*Task instructions*.
**A)** In the page on hats at the textile archive, translate this sentence into Spanish: "Hats like this one would have only been worn in the summer months and would have been exchanged for bonnets in the colder months."
**B)** Answer these questions from the page on hats at the textile archive:
(i) To what year does the oldest hat in the collection date?
(ii) What could the larger Civil War era hats protect from the sun?
(iii) What animal's head appears on the green velvet hat from 1900?

*Source document*.
**********

• Caroline Martin

Hats at the Heritage Village Textile Archive Part 1

The Corning-Painted Post Historical Society textile archive houses a marvelous collection of 19th and 20th century women’s hats. Hats used to be an essential piece of a woman’s outfit and were used to convey wealth and status. They were made in numerous different materials and styles for all different occasions and are reflections of the lives of the women who wore them.

The oldest hat in our collection is this natural straw crochet bonnet with red satin ribbons dating back to 1800. Bonnets were very popular throughout the 1800’s as they were seen as a sign of femininity and modesty, both seen as admirable traits for women in this time period.

The collection holds a few Civil War era hats, including this flat lace natural straw hat with brown satin ribbon. Wide-brimmed hats were popular during this time as it was considered proper for a lady to have pale skin, so larger hats could protect the neck and face from the sun. Hats like this one would have only been worn in the summer months and would have been exchanged for bonnets in the colder months.

This hat from 1900 is made of green velvet and features a mink head and green pheasant feathers. It was fashionable in a time when the larger one’s hat was the higher their status was. From around 1900 to 1910 upper class women would try to outdo each other by having larger and larger hats with more and more decoration. The hair would be piled in the crown of the hat with large pins stuck through it to keep the hat from falling off. This particular one is on the smaller side as it was made before the trend became too extreme.

**********

*Dataset extract*.
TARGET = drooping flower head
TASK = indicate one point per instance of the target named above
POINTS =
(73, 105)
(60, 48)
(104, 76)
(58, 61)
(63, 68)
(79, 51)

**********

*The answers*.
**A)** Los sombreros como este solo se habrían usado en los meses de verano y se habrían cambiado por bonetes en los meses más fríos.

**B)**
(i) 1800
(ii) The neck and face
(iii) A mink